**Data supplied:**
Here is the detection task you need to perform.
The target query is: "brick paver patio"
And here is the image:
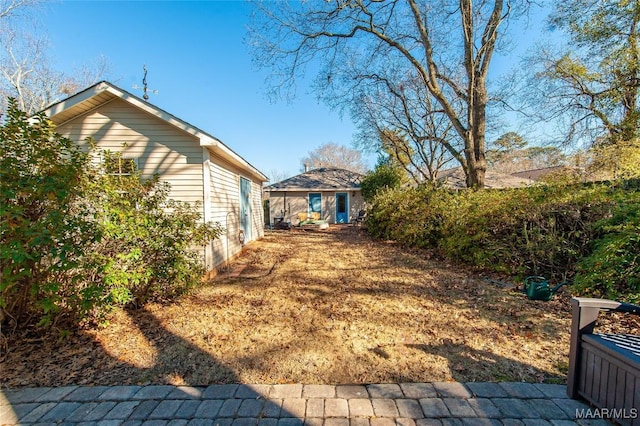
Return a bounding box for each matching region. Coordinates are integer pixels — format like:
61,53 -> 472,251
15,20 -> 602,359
0,382 -> 607,425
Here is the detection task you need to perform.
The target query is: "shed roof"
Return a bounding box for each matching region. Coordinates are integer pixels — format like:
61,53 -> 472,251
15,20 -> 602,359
41,81 -> 267,182
266,167 -> 363,191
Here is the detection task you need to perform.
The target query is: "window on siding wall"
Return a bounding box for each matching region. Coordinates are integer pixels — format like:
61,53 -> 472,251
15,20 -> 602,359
103,151 -> 138,176
308,193 -> 322,215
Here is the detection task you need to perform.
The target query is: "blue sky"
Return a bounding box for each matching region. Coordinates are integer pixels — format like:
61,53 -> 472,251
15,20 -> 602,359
36,1 -> 553,181
37,0 -> 362,180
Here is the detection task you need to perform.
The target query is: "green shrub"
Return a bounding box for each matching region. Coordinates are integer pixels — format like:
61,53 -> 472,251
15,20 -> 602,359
439,184 -> 611,279
83,152 -> 224,307
365,180 -> 639,301
1,100 -> 97,327
366,184 -> 449,247
1,103 -> 224,333
573,201 -> 640,303
360,162 -> 406,203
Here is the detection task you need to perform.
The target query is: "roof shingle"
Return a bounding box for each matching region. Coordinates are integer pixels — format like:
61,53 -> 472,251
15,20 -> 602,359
266,168 -> 363,191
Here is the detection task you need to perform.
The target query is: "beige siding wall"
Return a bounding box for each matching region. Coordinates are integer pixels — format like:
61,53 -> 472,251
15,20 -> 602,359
207,151 -> 264,268
349,192 -> 366,218
269,190 -> 365,225
321,192 -> 334,222
56,98 -> 264,271
56,98 -> 205,205
269,191 -> 307,226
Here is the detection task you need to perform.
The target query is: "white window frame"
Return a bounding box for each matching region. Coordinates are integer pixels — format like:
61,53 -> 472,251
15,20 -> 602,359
102,152 -> 139,176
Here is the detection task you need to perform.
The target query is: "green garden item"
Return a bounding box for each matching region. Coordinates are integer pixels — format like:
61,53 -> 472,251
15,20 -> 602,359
523,276 -> 567,301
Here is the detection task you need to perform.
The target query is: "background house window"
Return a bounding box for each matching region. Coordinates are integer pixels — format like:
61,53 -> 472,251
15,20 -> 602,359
308,193 -> 322,215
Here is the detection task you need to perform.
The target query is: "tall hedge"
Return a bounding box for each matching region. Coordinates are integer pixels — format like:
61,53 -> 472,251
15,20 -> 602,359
572,200 -> 640,303
1,101 -> 96,328
366,182 -> 639,302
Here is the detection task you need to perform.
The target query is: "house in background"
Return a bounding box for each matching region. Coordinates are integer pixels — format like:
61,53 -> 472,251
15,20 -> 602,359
265,167 -> 365,226
511,165 -> 579,182
43,81 -> 268,271
438,167 -> 535,189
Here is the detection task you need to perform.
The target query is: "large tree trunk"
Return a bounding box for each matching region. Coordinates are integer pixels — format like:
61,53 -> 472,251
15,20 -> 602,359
459,0 -> 497,189
467,83 -> 488,189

**Task prompt:** Please copy the data above exactly; the pictures do not belong in the copy.

**Response:**
Here is the detection task you need to perform.
The target query is: "brick paver patio"
And here is the image:
Return a bounding box for each matching region. Coordinates are integer pixels — format like:
61,53 -> 472,251
15,20 -> 602,359
0,382 -> 607,425
Here is the detection task you need to perform.
The target query is: "shed roof"
Return a bounding box for each matching region. Coordinates are integer pixels — format like:
61,53 -> 472,251
15,20 -> 602,359
41,81 -> 267,182
266,167 -> 363,191
Here is the detection task you need to perform.
The target query is: "window on siding wall"
Return a bounding box for each matching region. Coordinates are integer pixels — format like:
61,53 -> 472,251
15,20 -> 602,359
103,151 -> 138,176
308,193 -> 322,215
Here is the detection task you need to perform.
The target query is: "blue sky"
Return a bounding box for each matching region. Coordinates are integer pixels — format like:
61,53 -> 472,251
15,20 -> 602,359
36,1 -> 553,181
37,0 -> 362,180
Here is the detection task you need to perform.
The target query is: "green shrub"
Return a bounding box for each matching region. Coordinates are integer pixels — format like:
61,53 -> 472,251
15,20 -> 602,359
439,184 -> 611,279
83,152 -> 224,307
365,180 -> 639,301
1,100 -> 97,327
366,184 -> 449,247
1,103 -> 224,333
573,201 -> 640,303
360,162 -> 406,203
Here is the detection task you need to perform.
The target query is: "roof shingle"
Return a bounding box for each matching region. Coordinates are integer pixels — format like:
61,53 -> 472,251
15,20 -> 602,359
266,168 -> 363,191
Here is the detection task you need to perform.
The target query is: "beige siding wall"
Return a bounding box for each matching region. Coordinates are integer pixels — format like:
61,53 -> 472,251
15,20 -> 602,359
207,151 -> 264,268
349,192 -> 366,218
269,190 -> 365,225
321,192 -> 334,222
56,98 -> 264,271
56,98 -> 205,205
269,191 -> 307,226
Here is the detection task you need to perform.
The target query is: "white window frame"
Return a bounding box for each matching region. Coordinates are integer pixels — format like:
61,53 -> 472,251
15,20 -> 602,359
102,152 -> 139,176
Here is the detection task you need to perform.
The target query is: "green garden item"
Return a bounding box for each matching region. Coordinates are integer pixels — format like:
61,53 -> 472,251
15,20 -> 602,359
523,276 -> 567,301
Here is the detection task you need to perform.
The target query is: "background house window"
Return a bounding box for each matching region. Coordinates are integer pixels — format like:
61,53 -> 472,251
15,20 -> 602,359
308,193 -> 322,215
Here is the detection task you need to perform.
The target query is: "tall hedge"
Return a bounding box for each matching region. Coordinates are integer pixels — format like:
61,53 -> 472,251
15,20 -> 602,359
572,200 -> 640,303
1,101 -> 96,328
366,182 -> 639,302
Here is the detection task you need to perform.
The target query is: "house in background"
Return a bounding box for each matching region. Coordinates are integer pixels — format like:
61,53 -> 472,251
15,20 -> 602,359
265,167 -> 365,226
511,165 -> 579,182
43,81 -> 268,271
438,167 -> 535,189
Here is the detection task you need to perform.
The target query is: "large tree trunk"
Return a bounding box for each matching region. Coordinates are integer pixels — format like:
61,53 -> 472,251
15,20 -> 602,359
459,0 -> 497,189
467,83 -> 488,189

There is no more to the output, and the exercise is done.